* [Image point annotation entries]:

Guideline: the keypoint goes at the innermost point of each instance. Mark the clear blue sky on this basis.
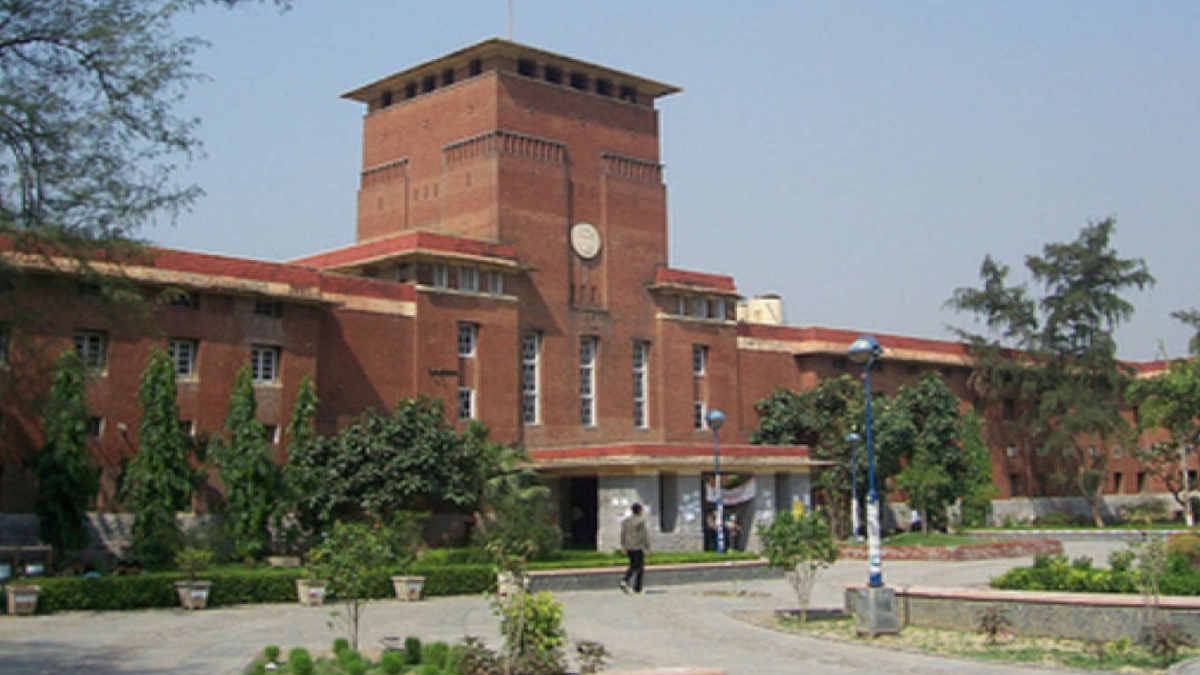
(857, 157)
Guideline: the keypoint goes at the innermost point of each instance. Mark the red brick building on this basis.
(511, 260)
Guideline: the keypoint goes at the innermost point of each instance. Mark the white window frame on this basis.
(466, 404)
(641, 384)
(93, 348)
(496, 282)
(699, 360)
(531, 378)
(441, 275)
(468, 340)
(468, 279)
(264, 364)
(184, 353)
(588, 348)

* [To be done]:
From the line containing "building on this basis." down to the final line of the data, write out every line exactly; both the first and last of these belong in your answer, and nothing else does.

* [Written solution]:
Guideline: the keypoint goes at the innermost point of each instance. Mark the red brick building on this basis.
(511, 260)
Guideline: the keypoint goes at the innermost point of each instance. Mark the white window frame on this basis.
(466, 404)
(641, 384)
(93, 348)
(496, 282)
(699, 360)
(531, 378)
(441, 275)
(468, 340)
(468, 279)
(264, 364)
(184, 353)
(588, 348)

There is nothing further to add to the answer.